ЗАДАНИЕ 1 ▸ Сколько лет халиф Муавия осаждал столицу Византийской империи, согласно тексту о распространении ислама?
ЗАДАНИЕ 2 ▸ Объясните по тексту о распространении ислама, почему Византийская империя на протяжении трех–четырех столетий оставалась последним бастионом на пути ислама в Европу. Уложитесь в одно–три предложения.
ЗАДАНИЕ 3 ▸ Подхватите текст о распространении ислама и продолжите его после последнего предложения.

ТЕКСТ ДЛЯ ЧТЕНИЯ ▸
--

Значительная часть его энергии была истрачена на завоевание и ассимиляцию Персии и Туркестана. Его наиболее мощный напор был направлен на север от Персии и на запад от Египта. Если бы ислам сосредоточил свою первоначальную энергию на Византийской империи, можно не сомневаться, что к VIII в. арабы взяли бы Константинополь и прошли через Византийскую империю в Европу так же легко, как они достигли Памира. Халиф Муавия, правда, осаждал столицу империи семь лет (672–678), и Сулейман — в 717 и 718 гг. Однако этот натиск не был постоянным, и на протяжении трех — четырех столетий Византийская империя оставалась последним бастионом на пути ислама в Европу. Ислам, несомненно, нашел бы в недавно христианизированных или все еще языческих аварах, болгарах, сербах, славянах и саксах таких же новообращенных, готовых примкнуть к воинству ислама, какими оказались тюрки Центральной Азии. Но вместо того чтобы всерьез взяться за Константинополь, он впервые появился в Европе окольным путем, через Африку и Испанию. И лишь во Франции, оказавшись на огромном расстоянии от Аравии, способной оказать ему поддержку, ислам столкнулся с силой, достаточно мощной, чтобы остановить его продвижение.
С самых первых дней новой империи в ней главенствовала бедуинская знать Мекки. Абу Бекра провозгласили первым халифом на традиционном сходе в Мекке, так же второго и третьего халифов, Омара I и Османа. Но все трое были мекканцами из почтенных семей. Они не были людьми Медины. И хотя Абу Бекр и Омар были людьми поразительного прямодушия и порядочности, Осман отличался гораздо более низкой натурой. Это был уже вполне знакомый в истории тип венценосца, который осуществлял завоевания не для Аллаха, а для Аравии, и в особенности для Мекки, а если быть совсем точным, то для себя и для мекканцев из своей семьи — Омейядов. Этот почтенный человек был готов стоять горой за свою страну, за свой город и за «своих людей». Он не был из числа ранних приверженцев Мухаммеда, как первые двое халифов. Осман примкнул к пророку из чисто политических соображений, увидев в этом прямую для себя выгоду. После него халиф перестал быть невиданным прежде пламенным вождем, предводителем правоверных, но стал просто одним из восточных монархов, которых много было до и будет после него. Он был достаточно хорошим монархом, по восточным меркам, но не более.

--

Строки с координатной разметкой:
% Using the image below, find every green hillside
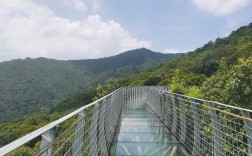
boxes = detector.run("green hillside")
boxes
[70,48,180,73]
[98,23,252,109]
[0,24,252,151]
[0,49,179,123]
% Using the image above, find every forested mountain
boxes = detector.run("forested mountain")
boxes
[98,23,252,109]
[0,49,179,123]
[0,24,252,151]
[70,48,180,73]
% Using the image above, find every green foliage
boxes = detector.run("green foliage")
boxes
[0,48,179,123]
[0,89,96,149]
[202,57,252,108]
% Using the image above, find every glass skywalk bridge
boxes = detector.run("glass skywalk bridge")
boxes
[0,86,252,156]
[110,97,189,156]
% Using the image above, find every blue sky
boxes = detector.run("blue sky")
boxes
[0,0,252,61]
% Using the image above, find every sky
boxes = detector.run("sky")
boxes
[0,0,252,62]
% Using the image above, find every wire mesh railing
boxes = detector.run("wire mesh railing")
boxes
[0,87,252,156]
[0,88,125,156]
[147,89,252,156]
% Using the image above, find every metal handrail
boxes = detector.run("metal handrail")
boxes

--

ОТВЕТ 1 ▸ Семь лет, с 672 по 678 год.

ОТВЕТ 2 ▸ Значительная часть энергии ислама ушла на завоевание и ассимиляцию Персии и Туркестана, а его наиболее мощный напор был направлен на север от Персии и на запад от Египта. Натиск на Константинополь, включая осады Муавии в 672–678 гг. и Сулеймана в 717 и 718 гг., не был постоянным.

ОТВЕТ 3 ▸
Правление и смерть Османа со всей очевидностью выявили последствия слабых сторон Мухаммеда, так же как жизни Абу Бекра и Омара стали свидетельством божественного пламени, которое было в его учении. Мухаммед проявлял склонность к компромиссам там, где Абу Бекр выказал бы твердость. Ненасытность, свойственная аристократии, — новый элемент во внутриарабских отношениях, появившийся при Османе, — был одним из плодов политических методов пророка, искавшего компромисс с мекканской верхушкой. И то наследство, которое он оставил после себя в виде беспечно подбираемого гарема, сложностей и зависти в отношениях между аристократическими семьями, что отражалось на делах мусульман на протяжении правления первых двух халифов, теперь выступило на первый план. Али, который был племянником, приемным сыном и зятем пророка — он был мужем его дочери Фатимы, — счел себя вправе стать законным халифом. Его притязания были поддержаны недовольными из Медины и теми мекканскими семьями, которые соперничали и с ревностью следили за возвышением Омейядов. Но Айша, любимая жена пророка, всегда ревновала к Фатиме и недолюбливала Али. Она встала на сторону Османа… Прекрасное начало истории ислама внезапно опустилось до уровня отвратительного соперничества и стычек вдов и наследников.
В 656 г. Османа, уже восьмидесятилетнего старика, толпа забросала камнями на улицах Медины, затем гналась за ним до самого его дома и убила, и Али, наконец, стал халифом, чтобы самому в свою очередь пасть от рук убийцы (661). В одном из сражений этой гражданской войны Айша, уже пожилая, но все такая же неугомонная дама, отличилась тем, что сама, верхом на верблюде, повела за собой воинственно настроенную толпу. В конечном итоге она оказалась в руках у неприятеля, но с ней обошлись вполне милосердно.
Пока армии ислама триумфально продолжали свое завоевание мира, неурядицы гражданской войны подтачивали самую его основу. Что значило мировое правление Аллаха в глазах Айши, когда у нее была возможность взять верх над ненавистной Фатимой? И какая выгода была Омейядам и рьяным сторонникам Али в объединении человечества, когда они всецело были поглощены своей враждой, где ставкой была верховная власть халифа? Исламский мир раздирался на части этой злобой, ненасытным желанием власти и непреодолимой глупостью кучки мужчин и женщин в Медине.
Но не менее значительная группа, сунниты, с которыми беспристрастному читателю трудно не согласиться, отвергают это странное прибавление к простому учению Мухаммеда. Насколько мы можем судить, Али был совершенно заурядной личностью.